--- Source document ---
§ §

By Chikako Mogi
TOKYO (Reuters) - Japanese equities soared and the yen hit a 3-1/2-year low against the dollar on Friday after the Bank of Japan's unprecedented monetary expansion, but Asian shares eased ahead of U.S. jobs data amid rising concern over the American economy.
The U.S. nonfarm payrolls data due later in the session will likely show employers added 200,000 jobs last month after hiring 236,000 workers in February. The unemployment rate is seen steady at a four-year low of 7.7 percent.
But Thursday's report showing the number of Americans filing new claims for unemployment benefits hit a four-month high last week, raising the risk of a weaker reading on the payrolls data.
"Given that the U.S. jobless claims data underwhelmed, there is concern the non-farm payrolls will follow suit, and add to the recent run of bearish signals," William Leys, a sales trader at CMC Markets, said in a report.

§ §

--- Dataset entries ---

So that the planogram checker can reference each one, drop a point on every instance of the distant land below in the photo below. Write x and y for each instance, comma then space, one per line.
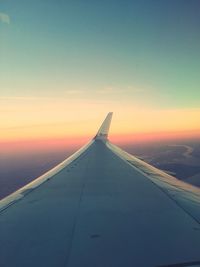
178, 158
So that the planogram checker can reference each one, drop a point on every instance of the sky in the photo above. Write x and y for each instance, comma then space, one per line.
65, 64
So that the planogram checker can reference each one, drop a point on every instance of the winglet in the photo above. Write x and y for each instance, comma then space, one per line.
102, 133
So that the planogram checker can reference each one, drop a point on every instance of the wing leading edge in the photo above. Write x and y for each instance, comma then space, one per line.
101, 207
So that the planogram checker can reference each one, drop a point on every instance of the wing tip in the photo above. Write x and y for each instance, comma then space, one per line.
103, 131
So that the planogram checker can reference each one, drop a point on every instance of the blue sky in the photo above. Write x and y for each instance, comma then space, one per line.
152, 46
90, 57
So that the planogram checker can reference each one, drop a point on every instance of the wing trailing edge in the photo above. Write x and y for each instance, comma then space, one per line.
103, 131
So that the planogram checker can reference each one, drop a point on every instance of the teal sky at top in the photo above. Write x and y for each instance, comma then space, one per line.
140, 49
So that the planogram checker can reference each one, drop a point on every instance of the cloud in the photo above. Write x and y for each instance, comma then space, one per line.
4, 18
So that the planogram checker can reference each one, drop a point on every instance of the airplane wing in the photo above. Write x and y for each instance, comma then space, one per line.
102, 207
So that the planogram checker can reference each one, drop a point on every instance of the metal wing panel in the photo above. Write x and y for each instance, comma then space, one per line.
185, 195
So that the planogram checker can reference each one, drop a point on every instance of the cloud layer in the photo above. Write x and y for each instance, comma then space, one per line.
4, 18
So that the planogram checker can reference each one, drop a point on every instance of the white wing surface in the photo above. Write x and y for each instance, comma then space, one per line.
102, 207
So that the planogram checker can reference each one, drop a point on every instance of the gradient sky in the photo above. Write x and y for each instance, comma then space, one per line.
65, 64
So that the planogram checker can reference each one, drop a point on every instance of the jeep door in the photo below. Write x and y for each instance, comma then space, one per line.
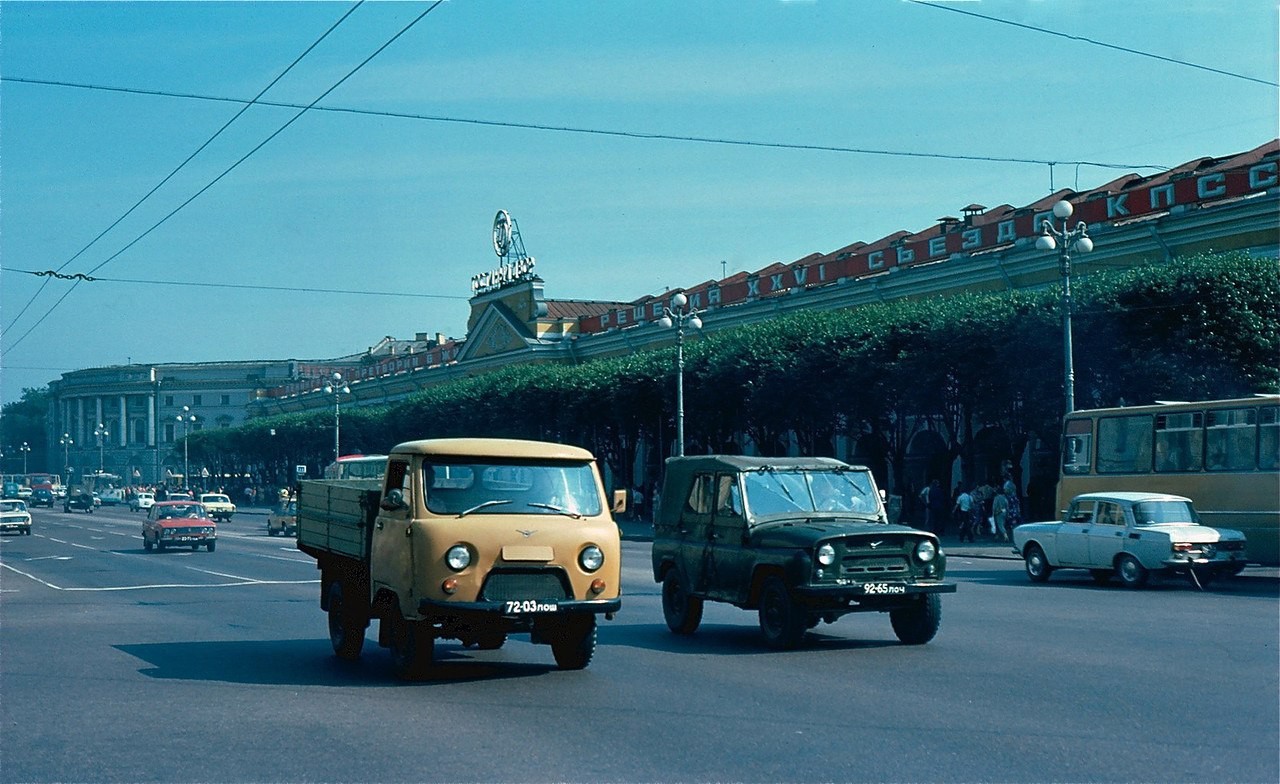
694, 532
730, 557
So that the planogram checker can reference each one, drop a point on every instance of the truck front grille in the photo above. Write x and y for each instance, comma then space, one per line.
513, 584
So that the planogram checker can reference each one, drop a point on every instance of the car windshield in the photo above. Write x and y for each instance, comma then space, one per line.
827, 491
1156, 513
498, 488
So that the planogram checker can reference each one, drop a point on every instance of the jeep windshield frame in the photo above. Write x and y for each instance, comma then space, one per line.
506, 487
810, 493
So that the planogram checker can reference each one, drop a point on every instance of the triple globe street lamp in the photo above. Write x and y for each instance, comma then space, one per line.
1065, 241
679, 314
337, 388
187, 419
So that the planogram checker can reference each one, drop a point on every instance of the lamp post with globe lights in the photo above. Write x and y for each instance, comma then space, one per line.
65, 442
677, 315
1065, 241
337, 388
187, 419
103, 434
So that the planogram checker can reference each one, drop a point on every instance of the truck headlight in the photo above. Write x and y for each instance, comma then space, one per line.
458, 557
590, 559
926, 551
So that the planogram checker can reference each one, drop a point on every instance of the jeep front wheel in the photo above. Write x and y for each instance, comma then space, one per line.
681, 610
918, 623
782, 623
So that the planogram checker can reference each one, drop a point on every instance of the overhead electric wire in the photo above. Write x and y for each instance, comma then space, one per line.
641, 135
231, 168
190, 158
82, 278
1096, 42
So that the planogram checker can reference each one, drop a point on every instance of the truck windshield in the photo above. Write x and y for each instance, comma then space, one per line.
504, 488
778, 492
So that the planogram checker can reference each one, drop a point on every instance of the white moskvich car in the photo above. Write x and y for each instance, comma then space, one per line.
1132, 536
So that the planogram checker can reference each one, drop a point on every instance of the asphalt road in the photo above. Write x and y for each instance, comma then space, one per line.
119, 665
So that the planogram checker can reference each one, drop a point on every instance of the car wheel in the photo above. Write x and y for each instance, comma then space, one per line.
412, 650
1132, 573
574, 642
346, 632
1037, 565
681, 610
917, 624
781, 623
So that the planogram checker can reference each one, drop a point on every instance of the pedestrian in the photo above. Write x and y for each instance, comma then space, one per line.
999, 514
964, 513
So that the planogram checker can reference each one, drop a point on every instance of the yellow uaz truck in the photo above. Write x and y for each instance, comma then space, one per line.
469, 539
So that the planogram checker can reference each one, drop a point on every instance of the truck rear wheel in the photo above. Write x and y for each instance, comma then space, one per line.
412, 650
346, 633
574, 642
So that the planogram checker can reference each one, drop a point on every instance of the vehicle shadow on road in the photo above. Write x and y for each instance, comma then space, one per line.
305, 662
726, 639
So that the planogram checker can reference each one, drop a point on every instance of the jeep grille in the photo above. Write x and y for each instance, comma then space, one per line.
507, 584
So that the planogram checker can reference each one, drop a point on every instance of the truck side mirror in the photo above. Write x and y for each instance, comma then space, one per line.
394, 501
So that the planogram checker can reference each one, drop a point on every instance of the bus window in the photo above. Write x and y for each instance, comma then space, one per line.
1124, 445
1269, 438
1230, 440
1179, 442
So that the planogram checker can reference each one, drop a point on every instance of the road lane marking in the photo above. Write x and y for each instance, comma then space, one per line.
147, 587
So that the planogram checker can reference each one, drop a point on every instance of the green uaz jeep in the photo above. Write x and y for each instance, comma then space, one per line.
799, 539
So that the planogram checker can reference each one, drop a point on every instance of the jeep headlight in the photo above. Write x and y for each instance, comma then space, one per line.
926, 551
590, 559
458, 557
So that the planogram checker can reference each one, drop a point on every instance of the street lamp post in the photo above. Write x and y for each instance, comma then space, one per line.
65, 442
1065, 241
101, 433
186, 418
337, 388
677, 315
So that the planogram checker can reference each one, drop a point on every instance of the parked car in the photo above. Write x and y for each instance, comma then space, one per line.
142, 501
14, 516
179, 524
219, 506
78, 500
1130, 534
283, 519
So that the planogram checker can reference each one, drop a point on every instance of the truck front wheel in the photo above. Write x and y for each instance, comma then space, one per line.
346, 633
574, 642
412, 650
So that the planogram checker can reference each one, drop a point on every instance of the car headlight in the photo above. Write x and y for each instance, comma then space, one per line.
590, 559
926, 551
458, 557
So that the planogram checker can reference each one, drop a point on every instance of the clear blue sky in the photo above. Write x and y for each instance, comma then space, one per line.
362, 203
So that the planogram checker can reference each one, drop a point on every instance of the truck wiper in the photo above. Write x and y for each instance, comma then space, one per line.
479, 506
558, 510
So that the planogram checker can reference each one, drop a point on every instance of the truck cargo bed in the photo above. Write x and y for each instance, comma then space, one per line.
336, 516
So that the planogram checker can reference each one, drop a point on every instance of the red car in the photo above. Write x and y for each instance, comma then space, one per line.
179, 524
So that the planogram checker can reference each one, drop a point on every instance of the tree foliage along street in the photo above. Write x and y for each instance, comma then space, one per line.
1196, 328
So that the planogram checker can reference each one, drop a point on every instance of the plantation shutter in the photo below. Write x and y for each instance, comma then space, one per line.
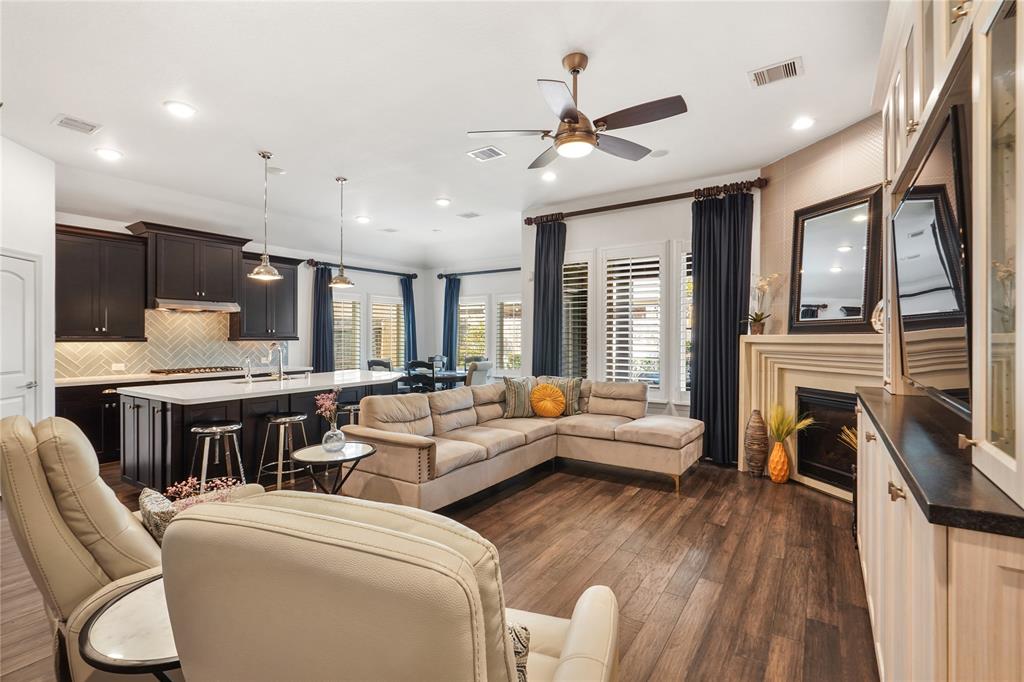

§ §

--- The tasks ---
a: In the Reuters report on Japanese stocks and the yen, what is the U.S. unemployment rate expected to be?
b: Carry on the Reuters report on Japanese stocks and the yen from its final sentence.

--- Answers by task ---
a: It is expected to hold steady at a four-year low of 7.7 percent.

b:
The MSCI's broadest index of Asia-Pacific shares outside Japan <.miapj0000pus> fell 0.8 percent, dragged lower by a 1.3 percent drop in South Korean shares <.ks11> to a two-month low, by far the worst regional performer.
Japan's Nikkei stock average <.n225> was again the outperformer, extending gains sharply to jump more than 4 percent soon after trading started, topping the 13,000 level for the first time since August 2008. <.t/>
"Japanese stocks will likely continue outperforming global peers as already high appetite from both foreigners and domestic investors has been boosted," said Yoshiyuki Kondo, an analyst at Daiwa Securities.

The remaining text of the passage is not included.